● **To do**
Only lines with the word "wall" belong in the answer; copy them from the records below.

● **Available records**
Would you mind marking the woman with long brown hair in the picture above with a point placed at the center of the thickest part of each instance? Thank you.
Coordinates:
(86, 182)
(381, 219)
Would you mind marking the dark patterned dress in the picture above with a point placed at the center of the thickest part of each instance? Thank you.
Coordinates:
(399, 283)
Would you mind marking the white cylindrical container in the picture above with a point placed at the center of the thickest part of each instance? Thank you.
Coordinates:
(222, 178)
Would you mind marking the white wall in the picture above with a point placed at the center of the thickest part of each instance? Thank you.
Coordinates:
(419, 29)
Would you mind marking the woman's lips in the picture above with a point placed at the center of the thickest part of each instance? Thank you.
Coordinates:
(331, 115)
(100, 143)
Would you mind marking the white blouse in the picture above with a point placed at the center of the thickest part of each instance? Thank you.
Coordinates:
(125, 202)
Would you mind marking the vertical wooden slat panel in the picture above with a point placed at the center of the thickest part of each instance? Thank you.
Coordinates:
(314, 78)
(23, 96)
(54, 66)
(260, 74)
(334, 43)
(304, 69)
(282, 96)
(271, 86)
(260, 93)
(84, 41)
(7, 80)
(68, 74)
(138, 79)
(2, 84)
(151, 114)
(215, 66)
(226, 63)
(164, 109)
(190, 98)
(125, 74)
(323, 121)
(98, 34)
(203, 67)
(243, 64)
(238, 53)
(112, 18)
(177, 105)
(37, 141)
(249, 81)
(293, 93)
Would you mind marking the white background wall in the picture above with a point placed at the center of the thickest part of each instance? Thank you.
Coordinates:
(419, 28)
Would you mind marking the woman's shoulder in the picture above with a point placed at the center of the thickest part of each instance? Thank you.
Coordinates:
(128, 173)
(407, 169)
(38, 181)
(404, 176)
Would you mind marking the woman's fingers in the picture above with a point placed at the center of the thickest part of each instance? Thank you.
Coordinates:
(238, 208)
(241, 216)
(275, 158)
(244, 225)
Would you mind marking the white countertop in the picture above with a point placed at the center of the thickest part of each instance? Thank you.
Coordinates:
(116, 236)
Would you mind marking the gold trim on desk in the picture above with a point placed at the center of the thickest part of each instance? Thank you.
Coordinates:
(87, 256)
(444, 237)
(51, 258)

● **Response for this exercise**
Would you mind marking the white wall in the picture above with a point placed at the center of the thickest part of each instance? Thank you.
Would you mind marking the white background wall in the picture above with a point placed at the center of the thickest part of each instance? Thank you.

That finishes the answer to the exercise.